***** DATA PROVIDED *****
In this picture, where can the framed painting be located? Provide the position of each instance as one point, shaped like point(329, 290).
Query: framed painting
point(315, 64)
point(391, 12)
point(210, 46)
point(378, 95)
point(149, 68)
*****
• [TASK DETAILS]: In full and exactly as written, reproduce the records above.

• [RESPONSE]:
In this picture, where can the framed painting be located? Provide the position of each instance as one point, shaped like point(329, 290).
Query: framed painting
point(315, 64)
point(391, 12)
point(210, 46)
point(378, 95)
point(149, 68)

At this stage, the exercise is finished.